**PROVIDED RECORDS**.
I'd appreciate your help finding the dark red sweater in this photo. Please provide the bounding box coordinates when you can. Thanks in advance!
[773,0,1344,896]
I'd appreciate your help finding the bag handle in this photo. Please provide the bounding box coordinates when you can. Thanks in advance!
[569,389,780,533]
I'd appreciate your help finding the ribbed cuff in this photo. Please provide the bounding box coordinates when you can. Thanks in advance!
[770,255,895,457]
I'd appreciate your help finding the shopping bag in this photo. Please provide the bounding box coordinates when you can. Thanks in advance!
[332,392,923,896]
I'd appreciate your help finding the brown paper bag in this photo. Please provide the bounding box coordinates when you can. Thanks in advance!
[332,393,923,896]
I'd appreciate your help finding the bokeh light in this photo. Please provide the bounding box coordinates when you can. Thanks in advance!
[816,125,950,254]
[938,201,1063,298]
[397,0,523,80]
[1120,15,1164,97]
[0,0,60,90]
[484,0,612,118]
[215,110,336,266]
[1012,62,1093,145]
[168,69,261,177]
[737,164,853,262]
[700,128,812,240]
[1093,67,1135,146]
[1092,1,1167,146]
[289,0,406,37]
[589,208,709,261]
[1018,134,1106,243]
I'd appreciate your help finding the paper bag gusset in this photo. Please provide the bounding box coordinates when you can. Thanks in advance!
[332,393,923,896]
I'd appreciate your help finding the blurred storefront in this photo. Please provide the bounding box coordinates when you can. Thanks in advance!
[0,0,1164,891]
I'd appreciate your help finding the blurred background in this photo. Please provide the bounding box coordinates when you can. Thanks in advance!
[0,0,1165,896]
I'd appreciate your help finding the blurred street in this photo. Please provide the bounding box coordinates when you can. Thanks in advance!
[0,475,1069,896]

**WORK TO DO**.
Convert everything from the line containing "I'd appreciate your help finding the bokeh" down to the end of the records into a Markdown table with the columns No. and Text. Give each line its own numbered row, and leave out any blank lines.

**CORRECT RESPONSE**.
| No. | Text |
|---|---|
| 1 | I'd appreciate your help finding the bokeh light in this photo. Please provide the bounding box coordinates when you can. Thanks in advance! |
| 2 | [816,125,950,254] |
| 3 | [938,201,1063,298] |
| 4 | [397,0,523,80] |
| 5 | [1120,15,1164,97] |
| 6 | [0,0,60,90] |
| 7 | [484,0,612,118] |
| 8 | [215,110,336,266] |
| 9 | [1012,62,1093,145] |
| 10 | [168,69,261,177] |
| 11 | [737,164,853,262] |
| 12 | [700,128,812,240] |
| 13 | [1093,67,1135,146] |
| 14 | [1092,1,1167,146] |
| 15 | [289,0,406,37] |
| 16 | [589,208,709,261] |
| 17 | [1018,134,1106,243] |
| 18 | I'd appreciate your help finding the paper bag gusset in this photo. Please provide the bounding box coordinates when you can. Thanks in advance! |
| 19 | [332,393,923,896] |
| 20 | I'd appreciate your help finding the blurred storefront in this photo. Please provide the bounding box coordinates when you can. Thanks in advance! |
| 21 | [0,0,1164,891] |
| 22 | I'd appreciate your help finding the blurred background in this photo. Please provide the bounding box coordinates when you can. Thanks in advance! |
| 23 | [0,0,1165,896] |
| 24 | I'd appreciate your help finding the blurred street in this photo. Please provide the bounding box coordinates when you can. Thanks in advance! |
| 25 | [0,475,1069,896] |